------ Document ------

Phase 3: Semantic Rerank
Model Selection
Model: llama-4-scout-17b-16e-instruct
Provider: Groq
Temperature: 0.3
Input: 10-20 finalist products
Output: Relevance scores (0-1)
Purpose
Score product candidates for semantic relevance to the user's gift intent:
- Gift-fit scoring: How well does product match the occasion/recipient?
- Semantic relevance: Beyond keyword matching
- Context awareness: Consider full conversation context
- Quality filtering: Remove low-scoring results
Why LLaMA 4 Scout 17B?
Fast Reasoning
- Scoring time: ~150ms for 10-20 products
- Batch processing: Can score multiple items simultaneously
- Quick response: Doesn't bottleneck the pipeline
Cost-Efficient
- Rate: ~$0.30 per 1000 requests
- Comparison: 70% cheaper than Cohere Rerank v3.5
- Volume: Sustainable at high traffic
Context-Aware
- Full gift context: Uses recipient, occasion, age in scoring
- Conversation history: Considers previous interactions
- Nuanced: Understands Estonian cultural context
Streaming Support 📡
- Incremental results: Can process as they arrive
- Early exit: Stop when top 3 found
- Non-blocking: Doesn't hold other operations
Alternative: Cohere Rerank v3.5
Considered but not selected:
- Better quality (marginally)
- Higher cost (~$1.00 per 1000)
- Higher latency (~300ms)

------ Material supplied ------

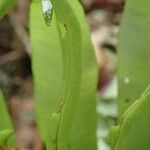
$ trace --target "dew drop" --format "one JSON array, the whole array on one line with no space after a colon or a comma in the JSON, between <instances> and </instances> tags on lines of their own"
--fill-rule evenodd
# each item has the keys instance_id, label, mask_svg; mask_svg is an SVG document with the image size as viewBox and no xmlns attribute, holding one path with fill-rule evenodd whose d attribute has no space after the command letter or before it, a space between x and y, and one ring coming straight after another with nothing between
<instances>
[{"instance_id":1,"label":"dew drop","mask_svg":"<svg viewBox=\"0 0 150 150\"><path fill-rule=\"evenodd\" d=\"M129 84L129 83L130 83L130 79L129 79L128 77L125 77L125 78L124 78L124 83L125 83L125 84Z\"/></svg>"},{"instance_id":2,"label":"dew drop","mask_svg":"<svg viewBox=\"0 0 150 150\"><path fill-rule=\"evenodd\" d=\"M50 0L42 0L42 13L45 23L50 26L53 14L53 6Z\"/></svg>"}]
</instances>

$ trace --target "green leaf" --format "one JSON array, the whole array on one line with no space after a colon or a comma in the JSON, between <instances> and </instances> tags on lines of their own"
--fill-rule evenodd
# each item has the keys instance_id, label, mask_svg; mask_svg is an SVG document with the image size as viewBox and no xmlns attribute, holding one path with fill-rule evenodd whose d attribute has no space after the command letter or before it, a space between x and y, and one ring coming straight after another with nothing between
<instances>
[{"instance_id":1,"label":"green leaf","mask_svg":"<svg viewBox=\"0 0 150 150\"><path fill-rule=\"evenodd\" d=\"M113 150L150 149L150 86L122 116Z\"/></svg>"},{"instance_id":2,"label":"green leaf","mask_svg":"<svg viewBox=\"0 0 150 150\"><path fill-rule=\"evenodd\" d=\"M150 1L127 0L119 36L119 115L150 83Z\"/></svg>"},{"instance_id":3,"label":"green leaf","mask_svg":"<svg viewBox=\"0 0 150 150\"><path fill-rule=\"evenodd\" d=\"M16 3L17 0L0 0L0 19Z\"/></svg>"},{"instance_id":4,"label":"green leaf","mask_svg":"<svg viewBox=\"0 0 150 150\"><path fill-rule=\"evenodd\" d=\"M95 93L96 93L96 77L97 77L96 63L94 59L93 49L91 46L89 29L85 22L83 10L77 1L68 0L66 2L67 3L65 4L67 6L69 5L69 7L73 9L73 14L76 15L75 21L77 21L80 25L80 30L82 35L81 48L82 48L82 58L83 58L82 59L82 84L79 83L81 84L81 92L80 92L81 95L77 103L77 111L76 111L75 119L73 121L71 136L69 139L67 138L66 140L70 141L69 144L70 149L80 150L86 148L87 150L91 150L91 149L94 150L96 149L96 136L95 136L95 132L96 132ZM62 3L63 2L61 2L60 4ZM57 6L59 5L59 7L61 7L60 4L57 3ZM55 6L54 6L54 10L57 11L56 15L57 18L59 19L59 22L56 19L54 13L50 27L45 26L42 14L40 11L38 11L40 10L40 3L36 1L33 2L31 6L31 17L30 17L36 112L37 112L39 130L45 142L47 141L47 137L48 137L47 131L49 128L48 125L50 121L50 116L52 115L53 112L56 112L56 110L59 108L61 103L61 98L60 98L62 94L61 78L62 78L62 68L64 68L62 64L62 60L64 62L64 59L62 59L62 55L61 55L62 45L60 41L60 33L63 32L64 36L66 34L71 34L70 36L72 36L72 38L75 40L75 43L80 42L80 37L76 36L76 34L78 34L78 31L76 31L78 29L76 23L75 24L73 23L70 26L70 28L66 27L66 25L63 22L64 21L63 17L62 18L59 17L59 11L58 11L59 7L56 8ZM70 13L70 8L68 10L65 8L65 13L67 11L69 11ZM78 11L80 11L80 13L78 13ZM60 25L60 22L62 25ZM72 27L73 25L76 25L75 27L77 28L75 29L75 27ZM59 31L57 28L58 26L60 26ZM74 32L72 30L74 30ZM69 43L68 45L70 46ZM64 58L66 58L66 56ZM74 59L76 59L76 57ZM66 61L68 61L68 59L66 59ZM78 68L79 66L77 65L79 65L79 63L80 60L77 59L76 64L74 64L74 67ZM75 70L73 72L74 79L77 77L79 78L78 73L79 70ZM75 82L73 82L73 84L75 84ZM76 84L73 86L77 87L80 85L77 85L76 82ZM66 91L66 87L64 87L63 91ZM72 91L72 92L73 95L76 97L77 96L75 95L76 91ZM68 116L68 118L71 118L71 115ZM66 119L66 121L67 120L68 119Z\"/></svg>"},{"instance_id":5,"label":"green leaf","mask_svg":"<svg viewBox=\"0 0 150 150\"><path fill-rule=\"evenodd\" d=\"M12 132L13 126L12 122L4 102L2 93L0 92L0 146L4 144L3 142L7 140L7 144L14 146L15 145L15 137L10 136L10 131Z\"/></svg>"},{"instance_id":6,"label":"green leaf","mask_svg":"<svg viewBox=\"0 0 150 150\"><path fill-rule=\"evenodd\" d=\"M13 130L5 129L0 131L0 147L3 147L7 144L9 138L13 135Z\"/></svg>"}]
</instances>

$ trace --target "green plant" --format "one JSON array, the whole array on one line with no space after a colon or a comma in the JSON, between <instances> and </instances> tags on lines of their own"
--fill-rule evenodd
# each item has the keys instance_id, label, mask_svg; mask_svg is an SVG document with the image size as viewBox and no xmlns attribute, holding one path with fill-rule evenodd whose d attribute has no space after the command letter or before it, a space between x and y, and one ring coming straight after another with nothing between
<instances>
[{"instance_id":1,"label":"green plant","mask_svg":"<svg viewBox=\"0 0 150 150\"><path fill-rule=\"evenodd\" d=\"M0 18L13 4L0 0ZM110 129L112 150L150 149L149 8L148 0L129 0L125 7L118 45L119 123ZM80 3L42 0L41 8L41 1L33 0L29 28L36 121L46 149L96 150L97 65ZM0 149L7 149L15 138L0 95L2 117Z\"/></svg>"},{"instance_id":2,"label":"green plant","mask_svg":"<svg viewBox=\"0 0 150 150\"><path fill-rule=\"evenodd\" d=\"M15 137L13 135L13 126L4 102L2 93L0 92L0 148L6 148L15 145Z\"/></svg>"}]
</instances>

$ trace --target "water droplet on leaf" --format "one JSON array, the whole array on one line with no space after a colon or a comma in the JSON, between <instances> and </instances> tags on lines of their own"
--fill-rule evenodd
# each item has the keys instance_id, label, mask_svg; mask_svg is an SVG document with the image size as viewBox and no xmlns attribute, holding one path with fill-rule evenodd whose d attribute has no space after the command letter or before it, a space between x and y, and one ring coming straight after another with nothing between
<instances>
[{"instance_id":1,"label":"water droplet on leaf","mask_svg":"<svg viewBox=\"0 0 150 150\"><path fill-rule=\"evenodd\" d=\"M42 13L45 23L50 26L53 14L53 6L50 0L42 0Z\"/></svg>"},{"instance_id":2,"label":"water droplet on leaf","mask_svg":"<svg viewBox=\"0 0 150 150\"><path fill-rule=\"evenodd\" d=\"M129 79L128 77L125 77L125 78L124 78L124 83L125 83L125 84L129 84L129 83L130 83L130 79Z\"/></svg>"}]
</instances>

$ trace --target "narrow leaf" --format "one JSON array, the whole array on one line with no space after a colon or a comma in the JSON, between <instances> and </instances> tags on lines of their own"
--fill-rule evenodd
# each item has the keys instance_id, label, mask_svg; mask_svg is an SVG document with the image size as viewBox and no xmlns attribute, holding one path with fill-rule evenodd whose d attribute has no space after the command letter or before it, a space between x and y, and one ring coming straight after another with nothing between
<instances>
[{"instance_id":1,"label":"narrow leaf","mask_svg":"<svg viewBox=\"0 0 150 150\"><path fill-rule=\"evenodd\" d=\"M112 150L150 149L150 86L122 116Z\"/></svg>"},{"instance_id":2,"label":"narrow leaf","mask_svg":"<svg viewBox=\"0 0 150 150\"><path fill-rule=\"evenodd\" d=\"M150 1L127 0L119 36L119 114L150 83Z\"/></svg>"}]
</instances>

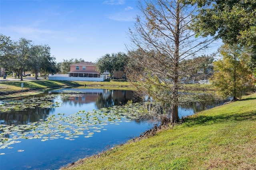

------

* **What you need to do**: Copy the Phase 3 semantic rerank document above word for word, keeping every line, symbol and line break.

* **Solution below**:
Phase 3: Semantic Rerank
Model Selection
Model: llama-4-scout-17b-16e-instruct
Provider: Groq
Temperature: 0.3
Input: 10-20 finalist products
Output: Relevance scores (0-1)
Purpose
Score product candidates for semantic relevance to the user's gift intent:
- Gift-fit scoring: How well does product match the occasion/recipient?
- Semantic relevance: Beyond keyword matching
- Context awareness: Consider full conversation context
- Quality filtering: Remove low-scoring results
Why LLaMA 4 Scout 17B?
Fast Reasoning
- Scoring time: ~150ms for 10-20 products
- Batch processing: Can score multiple items simultaneously
- Quick response: Doesn't bottleneck the pipeline
Cost-Efficient
- Rate: ~$0.30 per 1000 requests
- Comparison: 70% cheaper than Cohere Rerank v3.5
- Volume: Sustainable at high traffic
Context-Aware
- Full gift context: Uses recipient, occasion, age in scoring
- Conversation history: Considers previous interactions
- Nuanced: Understands Estonian cultural context
Streaming Support 📡
- Incremental results: Can process as they arrive
- Early exit: Stop when top 3 found
- Non-blocking: Doesn't hold other operations
Alternative: Cohere Rerank v3.5
Considered but not selected:
- Better quality (marginally)
- Higher cost (~$1.00 per 1000)
- Higher latency (~300ms)